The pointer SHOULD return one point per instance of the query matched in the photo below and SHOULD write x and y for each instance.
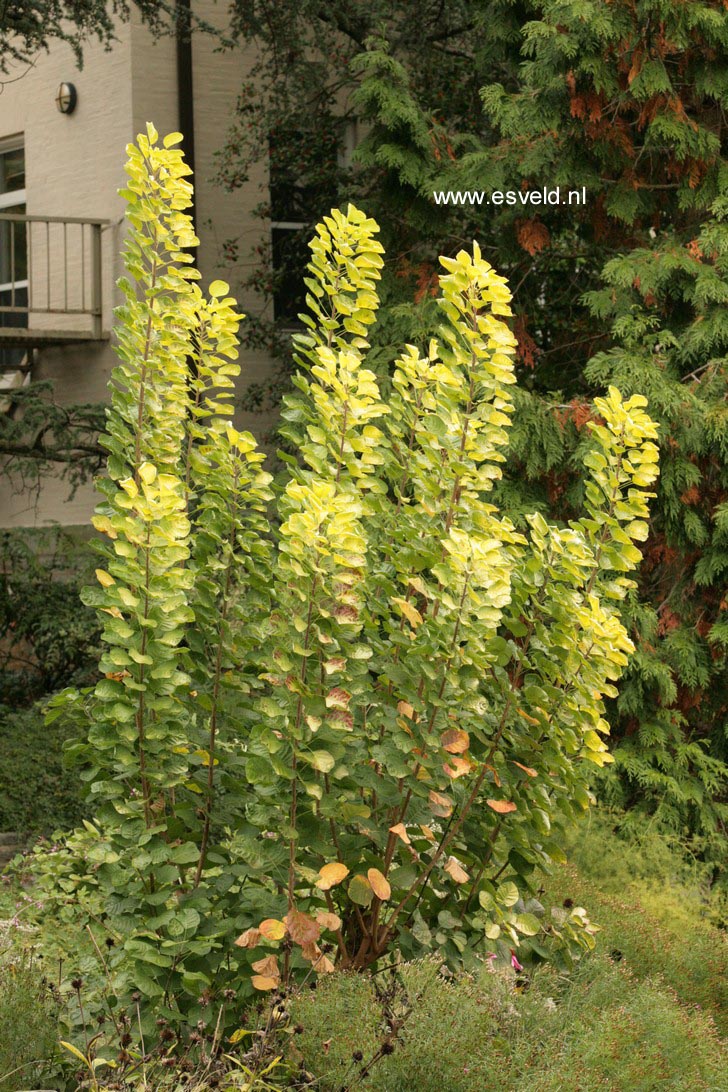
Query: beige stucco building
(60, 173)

○ ○ ○ ○ ○ ○ ○

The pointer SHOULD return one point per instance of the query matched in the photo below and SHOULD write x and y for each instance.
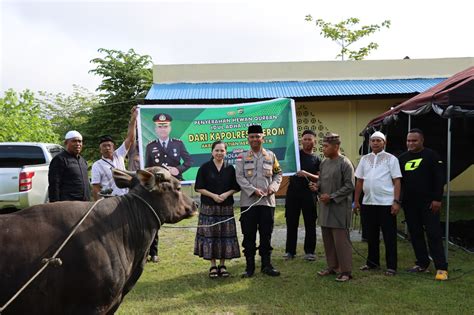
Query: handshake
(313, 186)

○ ○ ○ ○ ○ ○ ○

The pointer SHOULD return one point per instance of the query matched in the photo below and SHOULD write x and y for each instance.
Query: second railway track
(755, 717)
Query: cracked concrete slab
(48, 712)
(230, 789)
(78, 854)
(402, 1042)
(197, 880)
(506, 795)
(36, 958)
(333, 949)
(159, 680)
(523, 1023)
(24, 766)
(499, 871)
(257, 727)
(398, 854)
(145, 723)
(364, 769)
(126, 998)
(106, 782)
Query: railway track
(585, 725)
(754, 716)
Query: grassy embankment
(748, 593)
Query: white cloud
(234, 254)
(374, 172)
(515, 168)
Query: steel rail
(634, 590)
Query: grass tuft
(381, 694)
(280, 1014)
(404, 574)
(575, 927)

○ ○ ○ ○ ○ ○ ○

WHAT THIS TASK INVOLVES
Collect every line in the entries above that contains the word "track", and list those lines.

SOLUTION BELOW
Query: second railway track
Query: railway track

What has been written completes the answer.